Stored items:
┌──

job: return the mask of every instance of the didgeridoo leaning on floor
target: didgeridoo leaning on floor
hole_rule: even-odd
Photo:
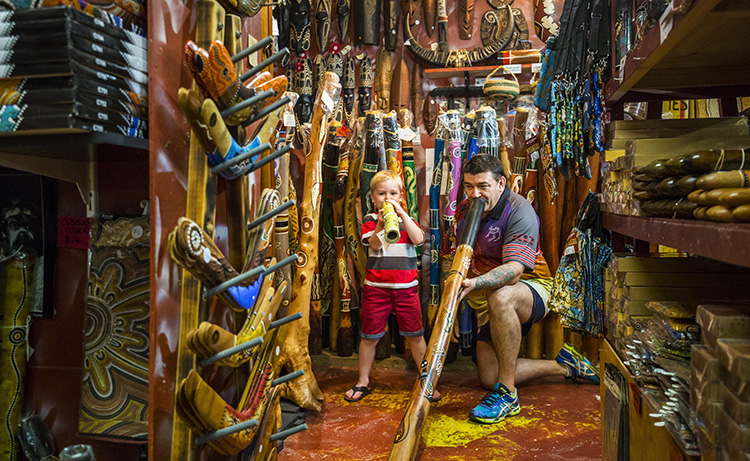
[[[414,384],[409,402],[404,410],[401,424],[398,426],[393,447],[388,456],[390,461],[413,460],[417,454],[419,440],[422,435],[422,426],[430,412],[430,398],[437,387],[440,373],[445,363],[445,355],[448,352],[453,322],[456,318],[458,307],[458,295],[461,283],[466,278],[471,259],[474,256],[474,242],[476,241],[479,223],[484,212],[484,201],[474,199],[469,205],[469,210],[464,219],[464,227],[461,238],[458,241],[456,254],[451,264],[448,278],[445,281],[443,297],[440,301],[435,327],[427,344],[427,352],[422,360],[419,379]]]

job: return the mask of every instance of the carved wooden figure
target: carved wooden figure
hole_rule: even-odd
[[[401,14],[401,5],[399,0],[384,0],[383,3],[383,18],[385,19],[385,26],[383,34],[383,42],[385,49],[388,51],[396,51],[396,43],[398,43],[398,20]]]
[[[359,65],[359,90],[357,92],[357,103],[360,117],[367,115],[372,107],[372,85],[372,61],[370,60],[370,57],[365,54]]]
[[[349,277],[346,258],[346,233],[344,231],[344,210],[346,206],[347,183],[349,181],[350,152],[341,152],[338,159],[336,184],[333,191],[333,225],[336,244],[336,276],[338,280],[339,322],[336,338],[331,343],[336,346],[336,353],[340,357],[349,357],[354,353],[354,330],[352,329],[351,299],[352,282]],[[333,327],[333,322],[331,322]]]
[[[351,3],[351,0],[336,0],[336,22],[339,26],[339,42],[341,43],[346,43],[349,40]]]
[[[380,44],[380,0],[354,0],[354,44]]]
[[[474,32],[474,0],[458,1],[458,37],[469,40]]]
[[[344,101],[344,121],[346,126],[354,127],[354,58],[347,57],[344,59],[344,79],[341,99]]]
[[[409,66],[406,65],[406,60],[403,56],[396,63],[396,68],[391,78],[391,100],[390,110],[399,111],[401,109],[408,109],[411,102],[411,91],[409,85]]]
[[[359,189],[359,172],[363,168],[365,144],[365,117],[360,117],[354,123],[354,132],[349,142],[351,158],[349,163],[349,177],[346,181],[346,204],[344,213],[344,228],[346,230],[346,245],[352,258],[354,269],[360,288],[364,286],[367,255],[359,240],[360,229],[357,227],[357,190]],[[364,206],[364,205],[363,205]]]
[[[297,54],[310,49],[310,0],[290,0],[292,26],[289,44]]]
[[[331,0],[315,0],[315,39],[318,50],[328,48],[331,33]]]

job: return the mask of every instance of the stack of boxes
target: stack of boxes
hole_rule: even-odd
[[[69,6],[0,12],[0,133],[147,137],[144,31],[97,14]]]
[[[750,304],[700,305],[690,403],[705,461],[750,460]]]
[[[654,160],[707,149],[750,146],[746,117],[623,120],[607,124],[602,162],[602,209],[640,216],[633,169]]]

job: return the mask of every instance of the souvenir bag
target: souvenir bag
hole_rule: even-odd
[[[555,77],[555,43],[557,35],[553,35],[547,40],[544,50],[544,60],[539,70],[539,78],[536,81],[534,91],[534,105],[540,110],[547,112],[550,107],[550,90],[552,89],[552,79]]]
[[[500,69],[508,73],[513,79],[493,77],[495,72]],[[484,81],[484,95],[490,99],[512,101],[518,97],[520,91],[521,86],[518,84],[516,76],[508,72],[503,66],[498,66],[497,69],[493,70],[490,75],[487,76],[487,80]]]

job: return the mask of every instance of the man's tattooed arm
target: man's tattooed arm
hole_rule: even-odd
[[[523,266],[511,261],[498,266],[474,279],[475,288],[500,288],[518,282],[523,274]]]

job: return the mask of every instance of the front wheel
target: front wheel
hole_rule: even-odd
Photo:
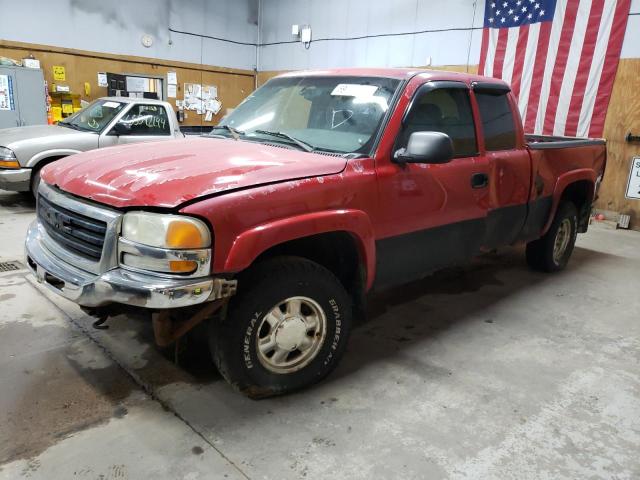
[[[326,268],[297,257],[257,265],[239,279],[210,346],[222,376],[252,398],[288,393],[327,376],[352,322],[347,292]]]
[[[527,244],[527,263],[535,270],[557,272],[567,266],[578,233],[578,211],[572,202],[558,206],[549,231]]]

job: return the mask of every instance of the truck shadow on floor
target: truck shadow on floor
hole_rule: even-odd
[[[606,261],[613,255],[576,247],[567,270],[558,274],[534,272],[527,268],[524,249],[509,248],[483,255],[471,264],[436,272],[422,280],[374,293],[368,299],[366,318],[354,325],[348,350],[341,365],[327,382],[338,380],[384,357],[400,355],[402,350],[429,341],[465,322],[508,322],[492,318],[491,307],[525,289],[563,278],[592,262]],[[220,380],[206,343],[206,325],[184,339],[178,349],[178,365],[193,377],[194,383]],[[150,326],[140,339],[153,342]],[[372,345],[375,344],[374,347]],[[165,350],[173,360],[174,351]],[[157,378],[157,377],[156,377]]]

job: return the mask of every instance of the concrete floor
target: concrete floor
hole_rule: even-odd
[[[0,261],[33,216],[0,193]],[[0,479],[637,479],[639,272],[640,234],[598,228],[558,275],[483,257],[376,296],[327,381],[258,402],[0,274]]]

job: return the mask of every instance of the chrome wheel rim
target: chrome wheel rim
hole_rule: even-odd
[[[264,368],[292,373],[318,354],[327,334],[327,316],[308,297],[289,297],[275,305],[260,321],[256,352]]]
[[[571,220],[565,218],[560,223],[556,232],[556,239],[553,243],[553,261],[556,265],[560,265],[562,257],[567,251],[569,240],[571,239]]]

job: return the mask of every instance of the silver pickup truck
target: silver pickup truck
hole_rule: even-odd
[[[0,130],[0,189],[36,192],[40,169],[75,153],[182,137],[167,102],[100,98],[57,125]]]

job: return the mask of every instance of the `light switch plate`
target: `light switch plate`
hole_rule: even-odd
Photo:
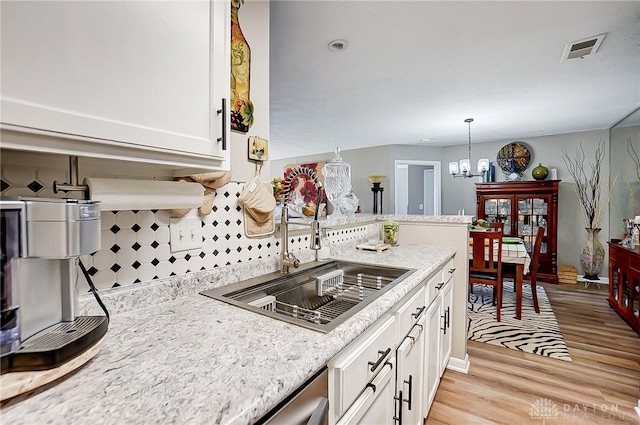
[[[169,221],[171,252],[202,248],[200,217],[171,218]]]

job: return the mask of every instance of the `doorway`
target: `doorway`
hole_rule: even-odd
[[[396,214],[441,214],[440,161],[396,160],[394,177]]]

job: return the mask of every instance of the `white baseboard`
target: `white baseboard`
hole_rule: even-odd
[[[449,362],[447,363],[447,369],[461,373],[469,373],[469,366],[471,366],[471,362],[469,361],[468,353],[465,354],[464,359],[449,357]]]
[[[638,416],[640,416],[640,400],[638,400],[638,405],[634,407],[634,410],[636,411]]]

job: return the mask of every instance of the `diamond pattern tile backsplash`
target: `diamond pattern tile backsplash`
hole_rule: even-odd
[[[38,170],[3,167],[2,197],[53,197],[53,179],[39,180]],[[50,177],[50,176],[48,176]],[[57,176],[65,181],[62,173]],[[169,213],[163,210],[103,211],[100,251],[81,258],[98,289],[126,286],[157,278],[247,262],[279,255],[280,242],[270,236],[250,239],[244,235],[242,208],[238,196],[243,183],[230,182],[216,192],[213,211],[201,217],[201,249],[172,253],[169,245]],[[64,197],[64,194],[55,195]],[[330,230],[331,242],[364,238],[366,227]],[[304,232],[290,239],[292,250],[307,249]],[[83,276],[81,291],[88,290]]]
[[[102,249],[84,259],[94,283],[98,288],[130,285],[277,255],[276,238],[244,236],[236,208],[241,189],[240,183],[218,189],[217,211],[202,217],[202,249],[191,251],[171,252],[167,211],[103,212]]]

└──

▸ **Exercise**
Output the records exactly. Drop the images.

▸ **Exercise solution**
job: return the mask of every instance of the didgeridoo leaning on floor
target: didgeridoo leaning on floor
hole_rule: even-odd
Photo:
[[[414,384],[409,402],[404,410],[401,424],[398,426],[393,447],[388,456],[390,461],[413,460],[417,454],[419,440],[422,435],[422,426],[430,412],[430,398],[437,387],[440,373],[445,363],[445,355],[448,352],[453,322],[456,318],[458,307],[458,295],[461,283],[466,278],[471,259],[474,256],[474,242],[476,241],[479,223],[484,212],[484,201],[474,199],[469,205],[469,210],[464,219],[464,227],[461,238],[458,241],[456,254],[451,264],[448,278],[445,281],[443,297],[440,301],[435,327],[427,344],[427,352],[422,360],[419,379]]]

job: return the mask of every instance of the carved wooden figure
target: carved wooden figure
hole_rule: even-odd
[[[401,14],[401,5],[399,0],[384,0],[383,3],[383,18],[385,19],[385,26],[383,34],[383,42],[385,49],[388,51],[396,51],[396,43],[398,43],[398,20]]]
[[[359,65],[359,90],[357,92],[357,103],[360,117],[367,115],[372,107],[372,85],[372,61],[370,60],[370,57],[365,54]]]
[[[349,277],[346,258],[346,233],[344,231],[344,210],[346,206],[347,183],[349,181],[350,152],[341,152],[338,159],[336,184],[333,191],[333,225],[336,244],[336,276],[338,280],[339,322],[336,338],[331,343],[336,346],[336,353],[340,357],[349,357],[354,353],[354,330],[352,329],[351,299],[352,282]],[[333,327],[333,322],[331,322]]]
[[[351,3],[351,0],[336,0],[336,22],[339,26],[339,42],[341,43],[346,43],[349,40]]]
[[[380,44],[380,0],[354,0],[354,44]]]
[[[474,32],[474,0],[458,1],[458,37],[469,40]]]
[[[344,101],[344,121],[346,126],[354,127],[354,58],[347,57],[344,59],[344,79],[341,99]]]
[[[409,66],[406,65],[406,60],[403,56],[396,63],[396,68],[391,78],[391,100],[390,110],[399,111],[401,109],[408,109],[411,102],[411,91],[409,85]]]
[[[359,189],[359,172],[363,168],[365,144],[365,117],[360,117],[354,123],[354,132],[349,142],[351,158],[349,163],[349,177],[346,181],[346,204],[344,213],[344,228],[346,230],[346,245],[352,258],[354,269],[360,288],[364,286],[367,255],[359,240],[360,229],[357,227],[357,190]],[[364,206],[364,205],[363,205]]]
[[[297,54],[310,49],[310,0],[290,0],[292,26],[289,44]]]
[[[331,0],[315,0],[315,39],[318,50],[328,48],[331,33]]]

job: return the mask of every instance of the stack of boxes
target: stack of boxes
hole_rule: even-odd
[[[69,6],[0,12],[0,133],[147,137],[144,31],[97,14]]]
[[[750,304],[700,305],[690,403],[705,461],[750,460]]]
[[[654,160],[707,149],[750,146],[746,117],[623,120],[607,124],[602,162],[602,209],[640,216],[633,169]]]

job: return the mask of every instance of the souvenir bag
target: souvenir bag
hole_rule: even-odd
[[[555,77],[555,43],[557,35],[553,35],[547,40],[544,50],[544,60],[539,70],[539,78],[536,81],[534,91],[534,105],[540,110],[547,112],[550,107],[550,90],[552,89],[552,79]]]
[[[500,69],[508,73],[513,79],[493,77],[495,72]],[[484,81],[484,95],[490,99],[512,101],[518,97],[520,91],[521,86],[518,84],[516,76],[508,72],[503,66],[498,66],[497,69],[493,70],[490,75],[487,76],[487,80]]]

job: return the mask of every instance of the man's tattooed arm
target: man's tattooed arm
hole_rule: even-odd
[[[523,266],[511,261],[498,266],[474,279],[475,288],[500,288],[518,282],[523,274]]]

job: return the mask of every instance of the front wheel
target: front wheel
hole_rule: even-odd
Photo:
[[[326,268],[297,257],[257,265],[239,279],[210,346],[222,376],[252,398],[288,393],[327,376],[352,322],[347,292]]]
[[[527,244],[527,263],[535,270],[557,272],[567,266],[578,233],[578,211],[572,202],[558,206],[549,231]]]

job: return the mask of every instance of the truck shadow on floor
target: truck shadow on floor
hole_rule: even-odd
[[[606,261],[613,255],[576,247],[567,270],[558,274],[534,272],[527,268],[524,249],[509,248],[483,255],[471,264],[436,272],[422,280],[374,293],[368,299],[366,318],[354,325],[348,350],[341,365],[327,382],[338,380],[384,357],[400,355],[402,350],[429,341],[465,322],[508,322],[492,318],[491,307],[525,289],[563,278],[592,262]],[[220,380],[206,343],[206,325],[184,339],[178,349],[178,365],[193,377],[194,383]],[[150,326],[140,339],[153,342]],[[372,345],[375,344],[374,347]],[[165,350],[173,360],[174,351]],[[157,378],[157,377],[156,377]]]

job: return the mask of every instance of the concrete floor
target: concrete floor
hole_rule: even-odd
[[[0,261],[33,216],[0,193]],[[0,479],[637,479],[639,272],[640,234],[598,228],[558,275],[483,257],[376,296],[327,381],[258,402],[0,274]]]

job: return the mask of every instance of the chrome wheel rim
target: chrome wheel rim
hole_rule: even-odd
[[[264,368],[292,373],[318,354],[327,334],[327,316],[308,297],[289,297],[275,305],[260,321],[256,352]]]
[[[571,220],[565,218],[560,223],[556,232],[556,239],[553,243],[553,261],[556,265],[560,265],[562,257],[567,251],[569,240],[571,239]]]

job: return the mask of every instance of the silver pickup truck
target: silver pickup truck
hole_rule: even-odd
[[[0,130],[0,189],[36,192],[40,169],[75,153],[182,137],[167,102],[100,98],[57,125]]]

job: return the mask of every instance of the `light switch plate`
target: `light switch plate`
hole_rule: even-odd
Photo:
[[[169,221],[171,252],[202,248],[200,217],[171,218]]]

job: return the mask of every instance of the `doorway`
target: `doorway`
hole_rule: even-odd
[[[396,214],[441,214],[440,161],[396,160],[394,177]]]

job: return the mask of every instance of the `white baseboard`
target: `white baseboard`
hole_rule: even-odd
[[[449,362],[447,363],[447,369],[461,373],[469,373],[469,366],[471,366],[471,362],[469,361],[468,353],[465,354],[464,359],[449,357]]]
[[[638,416],[640,416],[640,400],[638,400],[638,405],[634,407],[634,410],[636,411]]]

job: return the mask of every instance of the `diamond pattern tile backsplash`
target: `diamond pattern tile backsplash`
hole_rule: even-odd
[[[38,170],[3,167],[2,197],[53,197],[53,179],[39,180]],[[50,177],[50,176],[48,176]],[[57,176],[65,181],[62,173]],[[169,213],[163,210],[103,211],[100,251],[81,258],[98,289],[126,286],[157,278],[247,262],[279,255],[280,242],[270,236],[250,239],[244,235],[242,208],[238,196],[243,183],[230,182],[216,192],[213,211],[201,217],[201,249],[172,253],[169,245]],[[64,197],[64,194],[55,195]],[[330,230],[331,242],[364,238],[366,227]],[[304,232],[290,239],[292,250],[307,249]],[[83,276],[81,291],[88,290]]]
[[[102,249],[84,259],[94,283],[98,288],[130,285],[277,255],[276,238],[244,236],[236,208],[241,189],[240,183],[218,189],[217,211],[202,217],[202,249],[191,251],[171,252],[167,211],[103,212]]]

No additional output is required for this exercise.